→ **Your task**
The count of lines below that include the string "blue" is the whole answer; write it alone.

→ **Data shown**
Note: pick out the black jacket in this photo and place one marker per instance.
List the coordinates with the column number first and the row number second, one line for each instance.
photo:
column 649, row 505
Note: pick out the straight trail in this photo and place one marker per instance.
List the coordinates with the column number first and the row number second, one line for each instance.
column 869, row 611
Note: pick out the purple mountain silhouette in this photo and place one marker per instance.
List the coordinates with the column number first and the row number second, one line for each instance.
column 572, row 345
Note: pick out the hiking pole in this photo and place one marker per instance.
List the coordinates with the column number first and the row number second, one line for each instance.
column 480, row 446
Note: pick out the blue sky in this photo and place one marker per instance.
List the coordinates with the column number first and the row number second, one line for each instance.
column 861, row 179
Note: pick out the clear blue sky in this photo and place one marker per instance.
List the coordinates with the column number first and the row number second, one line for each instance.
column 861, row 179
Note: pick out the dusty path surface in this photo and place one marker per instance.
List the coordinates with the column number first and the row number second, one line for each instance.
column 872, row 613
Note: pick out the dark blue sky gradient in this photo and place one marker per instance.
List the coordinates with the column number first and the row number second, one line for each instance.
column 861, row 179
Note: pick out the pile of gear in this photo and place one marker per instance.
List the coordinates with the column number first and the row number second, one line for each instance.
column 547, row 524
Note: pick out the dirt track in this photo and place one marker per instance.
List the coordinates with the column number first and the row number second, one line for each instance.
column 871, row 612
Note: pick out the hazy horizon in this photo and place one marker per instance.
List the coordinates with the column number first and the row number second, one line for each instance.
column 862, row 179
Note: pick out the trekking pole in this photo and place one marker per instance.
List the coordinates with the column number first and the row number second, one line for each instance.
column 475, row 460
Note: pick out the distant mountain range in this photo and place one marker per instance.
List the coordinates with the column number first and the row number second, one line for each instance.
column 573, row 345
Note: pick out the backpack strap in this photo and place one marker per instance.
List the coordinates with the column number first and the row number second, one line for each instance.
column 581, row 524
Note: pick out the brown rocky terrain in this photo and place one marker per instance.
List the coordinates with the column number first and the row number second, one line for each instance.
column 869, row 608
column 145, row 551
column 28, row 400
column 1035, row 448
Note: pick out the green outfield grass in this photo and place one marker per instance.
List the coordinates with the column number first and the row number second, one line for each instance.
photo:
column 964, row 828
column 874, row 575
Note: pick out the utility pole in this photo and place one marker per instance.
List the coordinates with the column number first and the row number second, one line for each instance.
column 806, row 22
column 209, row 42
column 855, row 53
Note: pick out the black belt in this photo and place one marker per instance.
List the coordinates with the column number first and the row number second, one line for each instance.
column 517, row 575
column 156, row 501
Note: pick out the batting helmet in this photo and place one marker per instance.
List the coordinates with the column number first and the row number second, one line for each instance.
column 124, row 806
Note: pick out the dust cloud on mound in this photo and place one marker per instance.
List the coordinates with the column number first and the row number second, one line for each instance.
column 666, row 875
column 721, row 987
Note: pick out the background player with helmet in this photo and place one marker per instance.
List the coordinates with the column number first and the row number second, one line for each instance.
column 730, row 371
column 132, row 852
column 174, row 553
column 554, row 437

→ **Answer to the exercise**
3